On the other hand, surfing is not learning. Acquisition of massive amounts of information is not wisdom or insight. Albert Einstein said, “Imagination is more important than knowledge.” The iPads should definitely stimulate imagination. But Einstein also said that “God doesn’t play dice with the universe.” The universe runs according to laws, even the quantum world where electrons behave differently, depending on how you look at them. How cool is that.
But while it’s been said that “a little knowledge is a dangerous thing,” we might also say the same about limitless information. Access to all the information in the universe is nothing more than a whole lot of information if you don’t know how to use it. The scientific method is the same now as it was in the time of Aristotle—the ongoing use of observation, hypothesis, experimentation, and verification. These terms are, of course, just fancy language for figuring out how to do or fix stuff whether you’re a farmer, politician, or NASA scientist. Having instant access to all the information in the universe is fun and may harness the attention of students. But despite the 24-7 access to limitless information that is already available to many of our young people, the fact remains that American students rank 29th in science, with one out of four students falling at the very bottom of the rankings. What else do young people need to know in order to solve all the problems we’re dumping in their laps?

### INFORMATION

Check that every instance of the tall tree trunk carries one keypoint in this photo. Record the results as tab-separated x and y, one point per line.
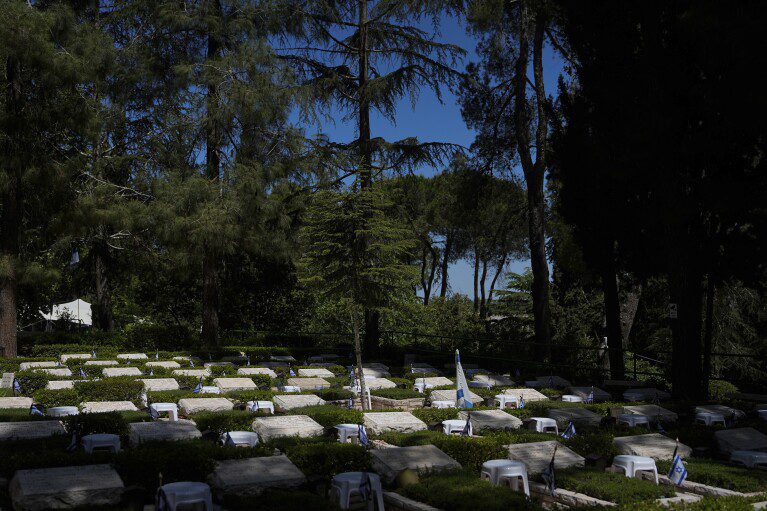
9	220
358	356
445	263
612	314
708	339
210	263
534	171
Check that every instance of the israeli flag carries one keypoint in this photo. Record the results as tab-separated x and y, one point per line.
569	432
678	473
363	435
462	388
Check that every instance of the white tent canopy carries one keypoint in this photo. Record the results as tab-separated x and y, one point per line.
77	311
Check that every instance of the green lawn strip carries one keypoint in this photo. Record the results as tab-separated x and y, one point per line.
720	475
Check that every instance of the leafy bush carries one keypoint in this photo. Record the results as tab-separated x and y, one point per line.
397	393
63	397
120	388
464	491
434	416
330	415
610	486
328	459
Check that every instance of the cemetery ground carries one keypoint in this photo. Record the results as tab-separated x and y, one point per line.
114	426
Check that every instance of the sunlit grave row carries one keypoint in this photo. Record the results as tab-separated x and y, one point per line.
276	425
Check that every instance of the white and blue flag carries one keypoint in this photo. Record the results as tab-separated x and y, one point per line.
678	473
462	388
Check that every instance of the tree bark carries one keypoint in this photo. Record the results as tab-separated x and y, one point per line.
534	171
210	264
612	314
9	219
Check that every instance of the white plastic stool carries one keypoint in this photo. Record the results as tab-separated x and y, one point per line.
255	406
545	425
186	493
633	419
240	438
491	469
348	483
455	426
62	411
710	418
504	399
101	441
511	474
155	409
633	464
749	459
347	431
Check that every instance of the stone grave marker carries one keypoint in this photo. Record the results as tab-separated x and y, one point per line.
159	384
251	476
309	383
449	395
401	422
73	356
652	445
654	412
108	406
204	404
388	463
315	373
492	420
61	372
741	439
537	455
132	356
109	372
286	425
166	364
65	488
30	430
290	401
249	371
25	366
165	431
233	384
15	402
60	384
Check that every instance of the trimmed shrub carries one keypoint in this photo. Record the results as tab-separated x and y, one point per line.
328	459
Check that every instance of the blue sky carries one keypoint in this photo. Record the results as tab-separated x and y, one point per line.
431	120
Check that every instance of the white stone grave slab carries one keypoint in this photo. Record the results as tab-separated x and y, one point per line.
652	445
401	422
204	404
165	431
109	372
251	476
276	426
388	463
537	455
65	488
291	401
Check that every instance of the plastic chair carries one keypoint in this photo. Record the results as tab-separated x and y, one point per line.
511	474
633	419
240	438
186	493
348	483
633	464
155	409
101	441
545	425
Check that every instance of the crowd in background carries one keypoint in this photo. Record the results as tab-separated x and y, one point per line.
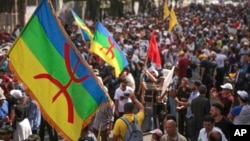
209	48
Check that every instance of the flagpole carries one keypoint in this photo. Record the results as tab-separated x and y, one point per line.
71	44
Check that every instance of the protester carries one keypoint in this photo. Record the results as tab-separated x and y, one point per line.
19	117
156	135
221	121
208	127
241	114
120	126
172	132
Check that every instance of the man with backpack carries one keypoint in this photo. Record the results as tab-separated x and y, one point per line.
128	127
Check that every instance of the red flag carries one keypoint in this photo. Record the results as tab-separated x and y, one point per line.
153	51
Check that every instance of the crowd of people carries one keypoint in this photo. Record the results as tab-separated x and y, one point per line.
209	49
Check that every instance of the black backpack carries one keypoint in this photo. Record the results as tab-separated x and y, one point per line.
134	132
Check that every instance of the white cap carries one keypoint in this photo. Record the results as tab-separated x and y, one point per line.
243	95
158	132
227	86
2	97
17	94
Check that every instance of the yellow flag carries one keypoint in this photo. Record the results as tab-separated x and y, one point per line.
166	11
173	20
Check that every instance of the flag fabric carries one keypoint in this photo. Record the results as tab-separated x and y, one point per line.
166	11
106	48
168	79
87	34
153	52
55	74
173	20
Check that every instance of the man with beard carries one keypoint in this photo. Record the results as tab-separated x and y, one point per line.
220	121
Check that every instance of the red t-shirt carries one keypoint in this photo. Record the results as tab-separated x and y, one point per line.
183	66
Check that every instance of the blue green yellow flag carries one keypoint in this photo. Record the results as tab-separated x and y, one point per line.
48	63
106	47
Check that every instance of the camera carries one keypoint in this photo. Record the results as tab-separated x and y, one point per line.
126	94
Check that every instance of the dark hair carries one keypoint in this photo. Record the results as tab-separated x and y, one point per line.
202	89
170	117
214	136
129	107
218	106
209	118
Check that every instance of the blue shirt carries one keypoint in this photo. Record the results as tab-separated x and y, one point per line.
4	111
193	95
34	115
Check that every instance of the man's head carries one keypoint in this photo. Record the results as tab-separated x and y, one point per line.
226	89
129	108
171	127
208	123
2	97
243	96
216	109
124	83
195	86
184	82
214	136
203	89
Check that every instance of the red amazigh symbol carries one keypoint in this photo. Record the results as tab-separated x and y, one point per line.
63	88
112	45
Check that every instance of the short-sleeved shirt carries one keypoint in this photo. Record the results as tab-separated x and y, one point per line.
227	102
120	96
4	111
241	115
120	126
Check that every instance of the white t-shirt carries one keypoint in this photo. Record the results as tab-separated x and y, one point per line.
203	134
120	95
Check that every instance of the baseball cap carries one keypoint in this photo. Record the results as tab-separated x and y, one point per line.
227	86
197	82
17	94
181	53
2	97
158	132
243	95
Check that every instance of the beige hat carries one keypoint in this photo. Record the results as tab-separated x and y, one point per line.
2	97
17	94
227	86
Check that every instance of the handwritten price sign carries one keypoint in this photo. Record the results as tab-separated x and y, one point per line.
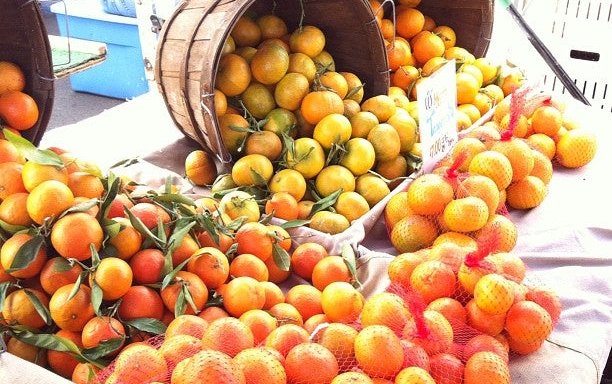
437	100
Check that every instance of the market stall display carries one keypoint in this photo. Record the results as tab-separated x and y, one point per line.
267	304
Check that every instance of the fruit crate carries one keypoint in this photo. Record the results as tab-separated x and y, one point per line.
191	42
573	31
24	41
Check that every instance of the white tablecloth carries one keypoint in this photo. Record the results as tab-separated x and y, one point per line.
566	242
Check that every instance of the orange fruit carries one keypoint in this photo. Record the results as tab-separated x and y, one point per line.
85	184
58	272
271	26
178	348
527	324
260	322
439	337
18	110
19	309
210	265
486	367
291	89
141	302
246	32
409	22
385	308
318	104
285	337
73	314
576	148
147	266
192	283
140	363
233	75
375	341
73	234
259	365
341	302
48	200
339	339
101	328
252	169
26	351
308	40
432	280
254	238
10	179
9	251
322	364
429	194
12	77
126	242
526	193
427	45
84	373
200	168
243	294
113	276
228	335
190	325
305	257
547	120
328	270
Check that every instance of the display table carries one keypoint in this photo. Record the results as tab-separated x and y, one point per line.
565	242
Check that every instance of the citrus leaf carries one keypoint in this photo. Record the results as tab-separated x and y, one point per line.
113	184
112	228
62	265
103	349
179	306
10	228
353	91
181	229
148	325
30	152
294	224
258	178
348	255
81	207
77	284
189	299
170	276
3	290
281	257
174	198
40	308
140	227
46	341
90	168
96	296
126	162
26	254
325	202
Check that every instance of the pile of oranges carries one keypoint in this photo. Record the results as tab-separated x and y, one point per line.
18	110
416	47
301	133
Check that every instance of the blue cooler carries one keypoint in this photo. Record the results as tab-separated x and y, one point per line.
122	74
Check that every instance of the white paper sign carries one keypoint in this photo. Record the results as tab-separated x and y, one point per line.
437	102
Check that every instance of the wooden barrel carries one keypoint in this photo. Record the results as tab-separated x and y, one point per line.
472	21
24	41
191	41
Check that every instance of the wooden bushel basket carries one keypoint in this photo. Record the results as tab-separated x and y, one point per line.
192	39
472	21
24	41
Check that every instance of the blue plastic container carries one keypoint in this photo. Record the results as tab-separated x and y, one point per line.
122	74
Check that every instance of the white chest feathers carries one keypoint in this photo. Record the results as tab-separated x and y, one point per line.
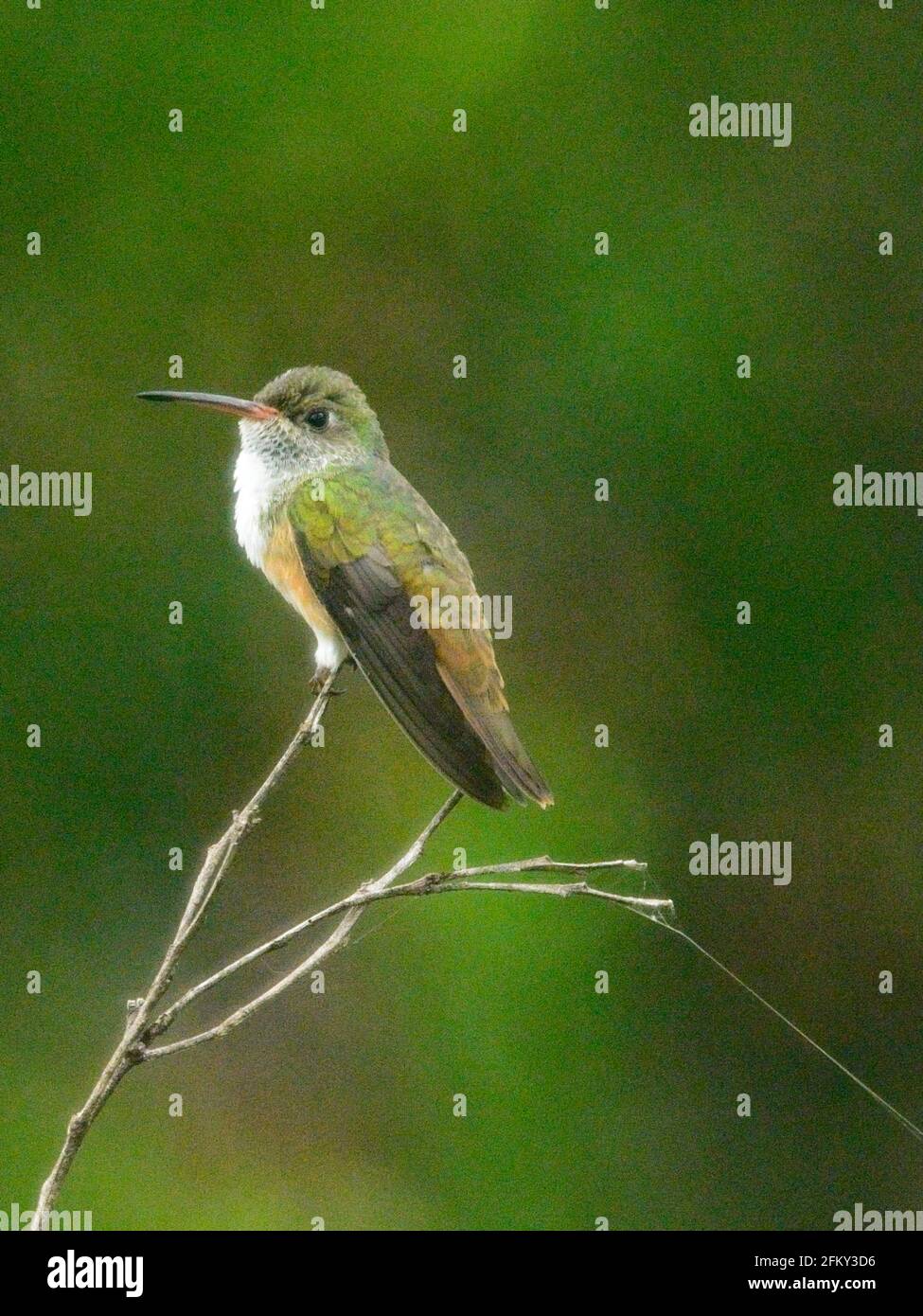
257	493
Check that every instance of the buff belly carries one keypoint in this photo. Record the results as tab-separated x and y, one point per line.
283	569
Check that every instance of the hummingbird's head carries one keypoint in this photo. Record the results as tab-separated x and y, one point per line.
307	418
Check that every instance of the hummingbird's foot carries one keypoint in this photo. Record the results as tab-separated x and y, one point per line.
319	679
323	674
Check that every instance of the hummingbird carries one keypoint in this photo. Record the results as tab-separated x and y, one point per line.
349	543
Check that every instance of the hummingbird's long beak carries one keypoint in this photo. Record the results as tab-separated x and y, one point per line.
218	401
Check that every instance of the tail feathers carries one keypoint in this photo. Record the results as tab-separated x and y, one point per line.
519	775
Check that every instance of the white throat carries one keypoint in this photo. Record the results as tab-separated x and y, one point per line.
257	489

### WORK INSTRUCTION 1
Rewrite the paragraph of the passage on information and learning that begins "But while it's been said" as a bulleted list that keeps its main facts.
### WORK INSTRUCTION 2
Translate this sentence from the passage on information and learning into Spanish: "Acquisition of massive amounts of information is not wisdom or insight."
### WORK INSTRUCTION 3
According to the passage on information and learning, where do American students rank in science?
The items can be set aside; nothing here depends on them.

### WRITTEN SOLUTION 1
- Like a little knowledge, limitless information can be a dangerous thing.
- Access to all the information in the universe is only a lot of information if you don't know how to use it.
- The scientific method has not changed since Aristotle: observation, hypothesis, experimentation, and verification. It means figuring out how to do or fix things, whether you are a farmer, politician, or NASA scientist.
- Instant access to information is fun and may hold students' attention.
- Yet despite 24-7 access to limitless information, American students rank 29th in science, and one in four falls at the very bottom.
- The paragraph asks what else young people need to know to solve the problems being dumped in their laps.

### WRITTEN SOLUTION 2
La adquisición de cantidades masivas de información no es sabiduría ni perspicacia.

### WRITTEN SOLUTION 3
They rank 29th.